Texto de la página →
No estuvo solo en esta empresa, miles de jóvenes soñadores la continuaron, era un empresa civilizadora llevada a cabo con tesón e hidalguía en tierras inhóspitas y desconocidas; llenas de peligros, desde el cardo espinoso a la selva tupida. Era una misión. Una misión enorme y gigantesca: la de portar a Cristo y la cultura hispana, era el mandato de su Dios y de su Reina. Y así, al cabo de apenas 50 años de aquel desembarco, en estas tierras nuevas, ya había cientos de casas de formación, conventos, misiones, hospitales ¡y hasta Universidades! ¡Heroicos fueron los esfuerzos y gigantescos sus frutos!

Mucho hizo España por estas tierras y sus habitantes: «El rescate de los idiomas aborígenes que no conocían la escritura, elaborando diccionarios y las gramáticas; una catequesis que abarcó gran parte de las comunidades indígenas; la incorporación de ritos propios, aún muy presentes en nuestro norte argentino; el desarrollo de las artesanías, y de una pintura y arquitectura propia; una música propia que, empezando por acompañar las festividades religiosas, terminó produciendo bailes y cantos no solo religiosos sino también profanos, que aun hoy están presentes en las raíces de nuestro folclore popular…»

Pero sobre todo un código de moral cristiana, característico de esta nueva raza que se levantaba sobre la faz de la tierra; una raza que nada tenía que ver con genéticas, o pieles, sino con una irrenunciable e innegable identidad cultural, desde la Patagonia a tierras de México. Ninguna otra Nación podría haber realizado tan magna empresa; España parecía preparada desde la eternidad para esta tarea: la poderosa España, la última en abandonar aquella fenomenal Era de la Cristiandad Medieval, aquella que había recuperado sus tierras de la invasión musulmana tras 800 años de incesante lucha; la que había mantenido incólume su identidad vertebral, atravesada por Dios y por el tierno amor a su Madre; aquella identidad conformada por el genio griego, el viril pragmatismo romano y las gestas heroicas y caballerescas del medioevo. Esta España es la que forjó el humus de la Patria, caracterizada por primacías que jamás debieron dejar de ser: «la primacía de espiritual sobre lo material; del ser sobre el pensar; de lo ético-moral sobre lo científico-tecnológico; la primacía del orden natural por encima de cualquier positivismo jurídico; la primacía de aquel poder que viene siempre de lo alto, y que debe encontrar el mejor modo para ser ejercido en la tierra; la prioridad de lo político sobre lo económico; de la honestidad y la honra sobre la codicia y la avaricia».

Problema A → Según el texto, ¿tras cuántos años de lucha recuperó España sus tierras de la invasión musulmana?
Problema B → Por favor, copia del texto el fragmento que va desde "No estuvo solo" hasta "gigantescos sus frutos!", ambos incluidos.

Registros proporcionados →
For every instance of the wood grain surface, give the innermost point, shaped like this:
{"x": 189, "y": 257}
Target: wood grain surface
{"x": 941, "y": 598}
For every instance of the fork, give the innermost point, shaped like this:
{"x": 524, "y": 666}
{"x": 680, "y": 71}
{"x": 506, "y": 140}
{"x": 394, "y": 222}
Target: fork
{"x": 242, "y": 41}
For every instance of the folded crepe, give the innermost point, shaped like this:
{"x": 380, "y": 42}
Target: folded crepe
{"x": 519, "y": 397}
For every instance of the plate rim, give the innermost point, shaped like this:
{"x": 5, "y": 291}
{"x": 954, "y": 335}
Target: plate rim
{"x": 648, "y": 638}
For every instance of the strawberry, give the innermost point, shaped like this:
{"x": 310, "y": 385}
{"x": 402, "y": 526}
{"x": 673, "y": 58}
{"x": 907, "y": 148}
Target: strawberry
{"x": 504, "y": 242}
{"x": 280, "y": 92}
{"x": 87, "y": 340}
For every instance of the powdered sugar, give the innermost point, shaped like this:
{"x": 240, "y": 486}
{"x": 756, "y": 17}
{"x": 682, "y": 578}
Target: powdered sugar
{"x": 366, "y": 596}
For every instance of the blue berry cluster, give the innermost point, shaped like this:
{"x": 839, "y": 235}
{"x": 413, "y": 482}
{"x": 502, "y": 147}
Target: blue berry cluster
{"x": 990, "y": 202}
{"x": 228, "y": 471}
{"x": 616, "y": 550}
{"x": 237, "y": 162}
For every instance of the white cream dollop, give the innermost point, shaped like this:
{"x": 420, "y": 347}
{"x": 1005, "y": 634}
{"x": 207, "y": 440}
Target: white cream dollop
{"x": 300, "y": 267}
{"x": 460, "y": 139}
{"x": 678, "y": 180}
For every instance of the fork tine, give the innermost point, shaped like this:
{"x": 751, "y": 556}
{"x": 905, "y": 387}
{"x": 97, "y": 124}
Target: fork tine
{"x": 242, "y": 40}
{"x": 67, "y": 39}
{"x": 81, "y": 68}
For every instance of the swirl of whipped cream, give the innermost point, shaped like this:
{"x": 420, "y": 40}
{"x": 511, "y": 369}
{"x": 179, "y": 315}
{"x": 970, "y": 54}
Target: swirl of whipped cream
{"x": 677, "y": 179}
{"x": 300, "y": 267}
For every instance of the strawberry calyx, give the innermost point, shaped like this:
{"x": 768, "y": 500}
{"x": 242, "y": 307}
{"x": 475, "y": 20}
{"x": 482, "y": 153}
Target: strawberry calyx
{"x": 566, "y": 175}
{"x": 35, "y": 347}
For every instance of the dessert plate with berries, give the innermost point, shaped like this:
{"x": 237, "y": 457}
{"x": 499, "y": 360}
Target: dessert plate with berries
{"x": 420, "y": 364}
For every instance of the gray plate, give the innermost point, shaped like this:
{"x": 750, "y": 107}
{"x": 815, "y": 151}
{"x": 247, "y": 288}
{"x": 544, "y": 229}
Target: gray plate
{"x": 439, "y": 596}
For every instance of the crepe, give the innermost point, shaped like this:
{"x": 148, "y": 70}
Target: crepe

Tu respuesta A → Tras 800 años de incesante lucha.

Tu respuesta B →
No estuvo solo en esta empresa, miles de jóvenes soñadores la continuaron, era un empresa civilizadora llevada a cabo con tesón e hidalguía en tierras inhóspitas y desconocidas; llenas de peligros, desde el cardo espinoso a la selva tupida. Era una misión. Una misión enorme y gigantesca: la de portar a Cristo y la cultura hispana, era el mandato de su Dios y de su Reina. Y así, al cabo de apenas 50 años de aquel desembarco, en estas tierras nuevas, ya había cientos de casas de formación, conventos, misiones, hospitales ¡y hasta Universidades! ¡Heroicos fueron los esfuerzos y gigantescos sus frutos!